▶ **Vorgegebener Text**:
+++

Im vorliegenden Fall betrifft die Projektänderung die innerhalb des ursprünglich geplanten und unveränderten Gebäudes vorgesehene Verkaufsfläche, die um nahezu 100 m2 reduziert wurde. Wie sich aus dem geänderten Plan ergibt, waren dafür keine baulichen Änderungen erforderlich. Die vorliegende Projektänderung hat somit nicht das Wesen des Vorhabens geändert. Es handelte sich nach wie vor um dieselbe Sache, die Gegenstand des erstinstanzlichen Verfahrens war.

Indem diese Projektänderung der Beschwerdeführerin nicht zur Kenntnis gebracht wurde, wurde sie zwar im Recht auf Parteiengehör verletzt. Es handelt sich dabei aber jedenfalls nicht um einen wesentlichen Verfahrensmangel, weil durch die bloße Reduzierung der vorgesehenen Verkaufsfläche innerhalb des unverändert gebliebenen Gebäudes keine Rechte des Nachbarn im Sinne des § 30 Abs. 1 Vbg. BauG verletzt worden sein konnten.

+++

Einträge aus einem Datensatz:
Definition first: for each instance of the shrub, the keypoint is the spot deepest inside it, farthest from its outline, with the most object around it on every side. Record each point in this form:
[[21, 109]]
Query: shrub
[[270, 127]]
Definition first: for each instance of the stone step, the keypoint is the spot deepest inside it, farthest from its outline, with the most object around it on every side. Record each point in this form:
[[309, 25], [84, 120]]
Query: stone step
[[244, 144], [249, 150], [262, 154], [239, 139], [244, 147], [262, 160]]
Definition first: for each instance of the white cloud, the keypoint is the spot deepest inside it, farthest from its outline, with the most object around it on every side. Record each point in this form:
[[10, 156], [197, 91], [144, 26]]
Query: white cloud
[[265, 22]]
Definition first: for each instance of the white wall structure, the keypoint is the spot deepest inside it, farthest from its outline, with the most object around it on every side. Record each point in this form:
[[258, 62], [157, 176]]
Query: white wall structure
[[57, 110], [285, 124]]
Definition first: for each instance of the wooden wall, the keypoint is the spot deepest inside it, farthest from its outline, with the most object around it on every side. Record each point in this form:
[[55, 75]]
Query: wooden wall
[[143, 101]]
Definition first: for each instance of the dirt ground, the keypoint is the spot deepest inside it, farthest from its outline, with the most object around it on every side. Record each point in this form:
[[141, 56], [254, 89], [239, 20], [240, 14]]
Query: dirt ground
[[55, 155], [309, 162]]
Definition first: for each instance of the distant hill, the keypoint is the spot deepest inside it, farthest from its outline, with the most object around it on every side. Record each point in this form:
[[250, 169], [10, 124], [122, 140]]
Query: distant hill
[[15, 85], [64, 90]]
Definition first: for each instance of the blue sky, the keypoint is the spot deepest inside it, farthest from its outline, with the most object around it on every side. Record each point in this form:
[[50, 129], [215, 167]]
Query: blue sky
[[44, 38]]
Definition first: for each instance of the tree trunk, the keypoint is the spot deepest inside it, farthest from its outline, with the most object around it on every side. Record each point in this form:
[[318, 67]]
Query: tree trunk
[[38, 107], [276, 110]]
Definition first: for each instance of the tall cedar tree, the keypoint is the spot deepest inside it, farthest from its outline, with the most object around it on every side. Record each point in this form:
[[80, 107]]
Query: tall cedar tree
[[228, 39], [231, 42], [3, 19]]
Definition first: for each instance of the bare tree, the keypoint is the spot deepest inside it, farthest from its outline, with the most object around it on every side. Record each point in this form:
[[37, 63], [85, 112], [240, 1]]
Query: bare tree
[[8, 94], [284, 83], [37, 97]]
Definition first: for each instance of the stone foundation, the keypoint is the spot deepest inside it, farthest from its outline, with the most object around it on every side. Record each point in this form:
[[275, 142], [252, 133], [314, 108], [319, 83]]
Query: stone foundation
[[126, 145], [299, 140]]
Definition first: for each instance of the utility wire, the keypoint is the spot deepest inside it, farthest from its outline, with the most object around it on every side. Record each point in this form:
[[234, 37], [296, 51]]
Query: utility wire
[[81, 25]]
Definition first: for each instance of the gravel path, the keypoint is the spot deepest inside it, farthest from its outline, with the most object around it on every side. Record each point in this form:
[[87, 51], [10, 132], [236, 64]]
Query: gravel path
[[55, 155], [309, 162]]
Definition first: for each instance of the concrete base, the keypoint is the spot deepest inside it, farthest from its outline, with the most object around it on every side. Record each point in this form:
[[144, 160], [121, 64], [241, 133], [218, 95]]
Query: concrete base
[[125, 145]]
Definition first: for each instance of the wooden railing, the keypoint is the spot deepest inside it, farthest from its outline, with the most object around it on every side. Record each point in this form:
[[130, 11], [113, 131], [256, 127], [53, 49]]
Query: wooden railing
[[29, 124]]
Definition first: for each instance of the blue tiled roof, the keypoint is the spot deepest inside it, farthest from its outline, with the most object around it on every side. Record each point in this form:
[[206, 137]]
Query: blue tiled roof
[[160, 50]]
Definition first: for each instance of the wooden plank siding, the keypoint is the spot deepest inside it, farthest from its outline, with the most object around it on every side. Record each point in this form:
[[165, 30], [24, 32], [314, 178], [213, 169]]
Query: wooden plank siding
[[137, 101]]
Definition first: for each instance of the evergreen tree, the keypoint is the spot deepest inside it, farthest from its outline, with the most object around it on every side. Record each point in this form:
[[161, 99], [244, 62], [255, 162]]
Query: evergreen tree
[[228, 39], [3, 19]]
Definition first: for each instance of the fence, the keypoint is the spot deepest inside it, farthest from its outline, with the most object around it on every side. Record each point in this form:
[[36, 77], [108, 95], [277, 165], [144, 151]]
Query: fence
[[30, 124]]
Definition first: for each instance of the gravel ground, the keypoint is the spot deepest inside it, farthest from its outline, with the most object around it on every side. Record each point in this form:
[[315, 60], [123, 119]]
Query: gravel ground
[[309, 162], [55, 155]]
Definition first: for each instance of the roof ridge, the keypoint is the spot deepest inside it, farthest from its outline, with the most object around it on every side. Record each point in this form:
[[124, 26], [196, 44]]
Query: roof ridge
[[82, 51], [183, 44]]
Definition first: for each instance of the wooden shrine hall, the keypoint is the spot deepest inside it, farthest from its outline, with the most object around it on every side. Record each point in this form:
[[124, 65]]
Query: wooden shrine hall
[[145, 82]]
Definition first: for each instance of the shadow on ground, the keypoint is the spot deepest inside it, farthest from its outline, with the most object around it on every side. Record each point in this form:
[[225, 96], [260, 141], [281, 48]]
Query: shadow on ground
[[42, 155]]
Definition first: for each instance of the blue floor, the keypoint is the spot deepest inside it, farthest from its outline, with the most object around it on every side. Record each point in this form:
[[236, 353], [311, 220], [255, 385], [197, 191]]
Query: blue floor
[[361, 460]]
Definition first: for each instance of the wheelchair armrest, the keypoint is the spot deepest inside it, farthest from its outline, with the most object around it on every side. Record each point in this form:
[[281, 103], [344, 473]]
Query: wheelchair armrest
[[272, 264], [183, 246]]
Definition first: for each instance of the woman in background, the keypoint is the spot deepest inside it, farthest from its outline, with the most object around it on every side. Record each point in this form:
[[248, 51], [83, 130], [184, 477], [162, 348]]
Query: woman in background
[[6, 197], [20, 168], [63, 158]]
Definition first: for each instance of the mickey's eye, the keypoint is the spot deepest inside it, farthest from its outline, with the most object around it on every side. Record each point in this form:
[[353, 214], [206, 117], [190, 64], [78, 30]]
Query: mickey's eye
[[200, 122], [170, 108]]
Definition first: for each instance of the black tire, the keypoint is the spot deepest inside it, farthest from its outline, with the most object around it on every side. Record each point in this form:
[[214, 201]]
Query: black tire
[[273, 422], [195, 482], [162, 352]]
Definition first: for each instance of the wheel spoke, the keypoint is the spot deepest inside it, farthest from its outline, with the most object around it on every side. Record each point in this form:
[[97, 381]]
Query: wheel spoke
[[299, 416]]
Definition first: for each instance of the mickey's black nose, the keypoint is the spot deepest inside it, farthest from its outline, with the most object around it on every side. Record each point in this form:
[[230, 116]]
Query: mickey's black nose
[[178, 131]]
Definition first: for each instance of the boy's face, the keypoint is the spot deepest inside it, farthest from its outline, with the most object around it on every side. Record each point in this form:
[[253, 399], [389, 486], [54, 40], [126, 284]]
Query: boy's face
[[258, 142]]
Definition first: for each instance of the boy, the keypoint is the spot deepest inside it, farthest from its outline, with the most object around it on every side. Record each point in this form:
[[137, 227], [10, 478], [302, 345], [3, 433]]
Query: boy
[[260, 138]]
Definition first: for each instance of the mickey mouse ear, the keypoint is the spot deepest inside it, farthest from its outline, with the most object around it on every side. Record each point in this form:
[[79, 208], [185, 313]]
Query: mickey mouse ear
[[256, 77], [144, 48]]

+++

▶ **Aufgabe 1**: Gib aus den Einträgen die Zeilen von der Zeile mit „Definition first: for each instance of the stone step, the“ bis einschließlich der Zeile mit „Query: stone step“ erneut wieder und tausche dabei „stone step“ gegen „wooden step“, alles andere bleibt unverändert.
▶ **Aufgabe 2**: Führe den Text über die Projektänderung und das Parteiengehör nach seinem letzten Satz weiter.
Text und Einträge stammen aus unterschiedlichen Quellen.

▶ **Richtige Antwort 1**:
Definition first: for each instance of the wooden step, the keypoint is the spot deepest inside it, farthest from its outline, with the most object around it on every side. Record each point in this form:
[[309, 25], [84, 120]]
Query: wooden step

▶ **Richtige Antwort 2**:
Die Beschwerde war daher gemäß § 42 Abs. 1 VwGG als unbegründet abzuweisen.

Der Ausspruch über den Aufwandersatz gründet sich auf die §§ 47 ff VwGG i.V.m. der Verordnung BGBl. Nr. 416/1994.

Wien, am 24. Februar 2000

Schlagworte

Bauverfahren (siehe auch Behörden Vorstellung Nachbarrecht Diverses) Berufungsverfahren BauRallg11/2 Planung Widmung BauRallg3

European Case Law Identifier (ECLI)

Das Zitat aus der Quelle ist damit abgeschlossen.